(WHAT THE EXERCISE ASKS): Please restate every entry exactly. Leave out the pictures.

□ □ □

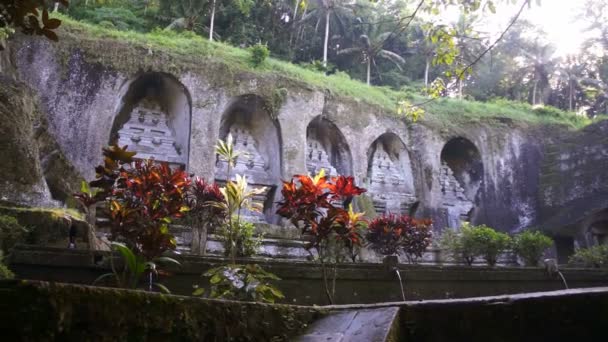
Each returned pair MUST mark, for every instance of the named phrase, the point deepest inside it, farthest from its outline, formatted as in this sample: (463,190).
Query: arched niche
(461,177)
(257,137)
(596,228)
(326,148)
(389,174)
(154,119)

□ □ □

(ANSWER SECTION):
Each returned pair MUST mark, for every instance of the named phrase, the point deepest inside it, farthest from its outline, formatted as in this sample: (463,190).
Query: arched niche
(461,177)
(257,137)
(596,228)
(326,148)
(389,174)
(154,119)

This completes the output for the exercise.